WORK TASK >>
Return exactly the lines that run from the one containing "Pin every instance of the blue sandal" to the end of the entries, with both ends included.

DATA FOR ANALYSIS >>
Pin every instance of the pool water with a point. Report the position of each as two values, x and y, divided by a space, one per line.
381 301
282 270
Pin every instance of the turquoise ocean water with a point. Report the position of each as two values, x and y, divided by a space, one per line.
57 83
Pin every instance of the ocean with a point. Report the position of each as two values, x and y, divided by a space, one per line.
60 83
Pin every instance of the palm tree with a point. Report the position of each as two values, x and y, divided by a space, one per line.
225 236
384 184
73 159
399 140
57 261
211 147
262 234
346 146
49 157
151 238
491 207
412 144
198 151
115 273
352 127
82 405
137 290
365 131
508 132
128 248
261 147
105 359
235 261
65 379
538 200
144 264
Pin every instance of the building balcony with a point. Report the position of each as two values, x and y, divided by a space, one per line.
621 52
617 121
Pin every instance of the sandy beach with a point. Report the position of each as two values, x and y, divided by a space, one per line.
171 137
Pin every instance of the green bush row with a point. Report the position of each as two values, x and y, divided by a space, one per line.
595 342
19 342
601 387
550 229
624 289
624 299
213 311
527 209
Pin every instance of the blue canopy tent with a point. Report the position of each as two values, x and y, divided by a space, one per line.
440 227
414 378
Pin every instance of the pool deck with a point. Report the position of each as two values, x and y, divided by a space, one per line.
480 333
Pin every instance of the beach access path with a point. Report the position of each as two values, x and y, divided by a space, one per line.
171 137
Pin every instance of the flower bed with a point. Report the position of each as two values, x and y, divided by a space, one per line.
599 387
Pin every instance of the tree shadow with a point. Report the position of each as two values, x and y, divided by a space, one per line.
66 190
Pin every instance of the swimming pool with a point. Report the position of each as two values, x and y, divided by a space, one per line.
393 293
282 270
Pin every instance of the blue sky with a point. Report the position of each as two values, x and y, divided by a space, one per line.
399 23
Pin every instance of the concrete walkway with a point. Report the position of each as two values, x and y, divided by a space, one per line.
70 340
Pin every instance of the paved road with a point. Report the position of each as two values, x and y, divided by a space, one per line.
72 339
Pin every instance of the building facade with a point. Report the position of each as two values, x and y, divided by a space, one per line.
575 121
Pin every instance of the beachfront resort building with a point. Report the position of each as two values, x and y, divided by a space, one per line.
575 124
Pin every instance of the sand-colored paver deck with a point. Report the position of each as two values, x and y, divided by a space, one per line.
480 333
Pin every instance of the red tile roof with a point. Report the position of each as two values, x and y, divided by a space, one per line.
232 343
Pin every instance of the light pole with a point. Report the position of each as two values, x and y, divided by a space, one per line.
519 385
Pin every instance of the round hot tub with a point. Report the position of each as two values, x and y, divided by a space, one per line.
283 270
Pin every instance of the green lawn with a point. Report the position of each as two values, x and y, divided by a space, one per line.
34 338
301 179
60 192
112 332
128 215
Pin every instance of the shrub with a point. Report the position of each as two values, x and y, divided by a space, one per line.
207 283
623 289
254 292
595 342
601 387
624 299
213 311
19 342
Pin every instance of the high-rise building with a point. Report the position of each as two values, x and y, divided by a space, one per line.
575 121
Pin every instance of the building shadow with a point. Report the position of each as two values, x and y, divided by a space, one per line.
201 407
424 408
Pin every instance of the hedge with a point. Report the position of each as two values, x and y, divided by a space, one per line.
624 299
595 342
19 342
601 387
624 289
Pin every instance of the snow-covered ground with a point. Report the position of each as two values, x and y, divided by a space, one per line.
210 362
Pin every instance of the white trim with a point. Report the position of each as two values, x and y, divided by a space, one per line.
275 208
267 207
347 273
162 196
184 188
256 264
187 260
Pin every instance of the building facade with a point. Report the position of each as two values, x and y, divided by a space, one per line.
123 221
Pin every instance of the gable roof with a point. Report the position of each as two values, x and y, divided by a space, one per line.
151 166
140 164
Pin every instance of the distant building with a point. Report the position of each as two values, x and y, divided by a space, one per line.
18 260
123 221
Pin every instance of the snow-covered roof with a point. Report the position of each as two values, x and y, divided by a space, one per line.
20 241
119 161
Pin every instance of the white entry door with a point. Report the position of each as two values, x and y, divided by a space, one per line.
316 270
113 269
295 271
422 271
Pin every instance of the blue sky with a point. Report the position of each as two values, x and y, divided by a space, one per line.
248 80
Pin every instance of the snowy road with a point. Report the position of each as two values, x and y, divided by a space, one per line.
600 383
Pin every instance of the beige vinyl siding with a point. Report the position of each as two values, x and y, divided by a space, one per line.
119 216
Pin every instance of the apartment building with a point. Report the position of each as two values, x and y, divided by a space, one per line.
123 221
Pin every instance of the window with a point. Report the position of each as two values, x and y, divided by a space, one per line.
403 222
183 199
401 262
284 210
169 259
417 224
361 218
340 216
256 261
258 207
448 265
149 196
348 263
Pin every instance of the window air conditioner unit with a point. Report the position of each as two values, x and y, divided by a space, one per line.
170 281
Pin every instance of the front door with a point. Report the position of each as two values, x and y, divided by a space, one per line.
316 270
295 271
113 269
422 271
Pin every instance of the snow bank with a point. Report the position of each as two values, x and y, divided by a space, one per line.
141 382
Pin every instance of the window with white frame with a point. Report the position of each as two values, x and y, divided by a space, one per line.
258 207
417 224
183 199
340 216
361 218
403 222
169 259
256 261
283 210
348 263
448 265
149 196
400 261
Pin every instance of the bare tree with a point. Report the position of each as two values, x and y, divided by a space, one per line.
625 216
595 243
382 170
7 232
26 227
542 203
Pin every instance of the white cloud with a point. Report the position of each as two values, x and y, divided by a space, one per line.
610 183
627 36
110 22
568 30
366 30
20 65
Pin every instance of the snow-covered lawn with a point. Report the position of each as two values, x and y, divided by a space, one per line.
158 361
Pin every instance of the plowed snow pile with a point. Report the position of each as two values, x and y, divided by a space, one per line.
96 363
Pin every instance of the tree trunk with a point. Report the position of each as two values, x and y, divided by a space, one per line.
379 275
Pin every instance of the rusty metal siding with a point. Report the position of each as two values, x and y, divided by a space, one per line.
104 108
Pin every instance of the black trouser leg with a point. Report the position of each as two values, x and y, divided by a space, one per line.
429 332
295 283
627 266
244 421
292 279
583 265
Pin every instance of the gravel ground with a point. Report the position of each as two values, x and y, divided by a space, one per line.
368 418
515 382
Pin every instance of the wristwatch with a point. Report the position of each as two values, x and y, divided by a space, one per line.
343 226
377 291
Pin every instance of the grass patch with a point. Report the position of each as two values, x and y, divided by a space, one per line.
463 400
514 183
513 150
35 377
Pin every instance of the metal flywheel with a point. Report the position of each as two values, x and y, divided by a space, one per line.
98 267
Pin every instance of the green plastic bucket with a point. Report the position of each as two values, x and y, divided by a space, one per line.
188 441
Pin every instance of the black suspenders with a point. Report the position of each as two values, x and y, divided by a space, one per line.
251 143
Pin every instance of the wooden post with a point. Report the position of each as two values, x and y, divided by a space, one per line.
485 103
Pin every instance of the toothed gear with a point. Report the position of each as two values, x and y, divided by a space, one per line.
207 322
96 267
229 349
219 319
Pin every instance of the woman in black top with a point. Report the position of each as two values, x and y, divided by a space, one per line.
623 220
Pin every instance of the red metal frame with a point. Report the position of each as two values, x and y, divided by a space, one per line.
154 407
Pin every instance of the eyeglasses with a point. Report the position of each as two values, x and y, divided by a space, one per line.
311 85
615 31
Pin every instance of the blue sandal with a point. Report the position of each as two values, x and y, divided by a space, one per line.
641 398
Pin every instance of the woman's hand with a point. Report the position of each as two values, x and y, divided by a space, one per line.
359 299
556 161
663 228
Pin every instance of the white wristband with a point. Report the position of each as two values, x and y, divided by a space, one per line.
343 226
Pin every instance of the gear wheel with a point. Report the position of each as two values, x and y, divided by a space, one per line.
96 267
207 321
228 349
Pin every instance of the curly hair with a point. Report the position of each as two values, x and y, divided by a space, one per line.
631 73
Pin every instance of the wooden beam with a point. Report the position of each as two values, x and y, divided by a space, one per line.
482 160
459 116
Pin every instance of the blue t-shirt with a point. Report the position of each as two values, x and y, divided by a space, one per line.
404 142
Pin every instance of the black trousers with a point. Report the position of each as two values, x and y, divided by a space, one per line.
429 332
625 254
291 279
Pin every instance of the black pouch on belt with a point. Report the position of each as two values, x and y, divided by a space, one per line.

EXERCISE RESULT >>
Pin every instance of the blue sandal with a point. Report the position of each as two values, x and y, divided by a space, one per line.
641 398
Pin every instance of the woman's hand with a point. Report the position of each as two values, x and y, divided by a space, one per line.
359 299
556 161
663 228
Pin every instance of the white wristband with a point. Report the position of each as two values, x and y, divided by a space, one per line.
343 226
Pin every instance of the gear wheel with a point. Report the position of each as two values, x and y, divided by a space, one per line.
96 267
207 321
228 349
Pin every instance of the curly hair with a point. Report the position of each as two values, x and y, divided by a space, one per line.
631 73
Pin every instance of the wooden beam with a point. Report the position of each as two values, x and y, divided by a space, one per line.
482 160
459 116
Pin every instance of the blue t-shirt with a point. Report the position of each as two values, x and y, divided by a space, one per line.
404 142
Pin every instance of the black trousers with a point. Report the position of each as two values, x and y, divided by a space, one per line.
429 332
625 254
291 279
Pin every instance of the black pouch on belt with a point. Report the position of each as two values, x and y, divided by a space, one per line.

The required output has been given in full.